DATA TO USE Start Marker
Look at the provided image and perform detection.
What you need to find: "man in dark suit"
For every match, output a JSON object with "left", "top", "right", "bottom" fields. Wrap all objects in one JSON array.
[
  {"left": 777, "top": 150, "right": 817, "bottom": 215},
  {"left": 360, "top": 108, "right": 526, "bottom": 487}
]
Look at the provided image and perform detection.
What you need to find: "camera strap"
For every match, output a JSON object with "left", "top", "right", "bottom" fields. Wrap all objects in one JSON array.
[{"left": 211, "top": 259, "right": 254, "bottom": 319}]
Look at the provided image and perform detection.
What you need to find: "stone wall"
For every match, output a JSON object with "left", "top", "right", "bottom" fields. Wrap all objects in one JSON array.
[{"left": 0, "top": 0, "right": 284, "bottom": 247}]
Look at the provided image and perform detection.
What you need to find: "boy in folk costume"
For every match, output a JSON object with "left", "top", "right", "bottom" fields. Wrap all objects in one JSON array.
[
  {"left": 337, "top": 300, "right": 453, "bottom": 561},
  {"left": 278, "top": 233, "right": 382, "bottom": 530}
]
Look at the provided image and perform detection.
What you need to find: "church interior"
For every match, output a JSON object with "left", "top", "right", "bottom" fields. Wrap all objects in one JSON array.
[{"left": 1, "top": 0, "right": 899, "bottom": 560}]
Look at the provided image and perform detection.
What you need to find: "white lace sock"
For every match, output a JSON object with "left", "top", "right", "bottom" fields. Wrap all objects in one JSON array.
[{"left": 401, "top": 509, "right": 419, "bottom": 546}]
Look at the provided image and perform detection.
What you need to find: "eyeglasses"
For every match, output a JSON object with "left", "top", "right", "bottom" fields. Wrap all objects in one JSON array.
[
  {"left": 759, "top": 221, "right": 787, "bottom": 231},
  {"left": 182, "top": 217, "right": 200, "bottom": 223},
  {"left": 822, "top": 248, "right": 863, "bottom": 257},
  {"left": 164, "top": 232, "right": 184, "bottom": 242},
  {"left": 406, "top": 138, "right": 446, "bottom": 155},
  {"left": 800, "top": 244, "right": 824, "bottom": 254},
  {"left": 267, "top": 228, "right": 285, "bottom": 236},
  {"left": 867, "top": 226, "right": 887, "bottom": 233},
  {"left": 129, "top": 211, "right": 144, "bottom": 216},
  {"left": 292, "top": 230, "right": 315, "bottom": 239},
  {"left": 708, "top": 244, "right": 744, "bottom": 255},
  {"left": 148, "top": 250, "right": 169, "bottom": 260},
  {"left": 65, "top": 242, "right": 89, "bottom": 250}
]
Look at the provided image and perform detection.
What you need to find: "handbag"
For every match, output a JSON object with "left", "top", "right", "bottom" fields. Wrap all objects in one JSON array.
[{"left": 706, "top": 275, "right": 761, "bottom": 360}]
DATA TO USE End Marker
TASK REQUIREMENTS: From the entries above, list each line with "find" in it.

RESPONSE BELOW:
What you need to find: "man in dark suit"
What you need to find: "camera strap"
What you need to find: "stone wall"
What you need to find: "boy in folk costume"
What you need to find: "church interior"
What you need to find: "white lace sock"
What you need to find: "eyeglasses"
What you need to find: "handbag"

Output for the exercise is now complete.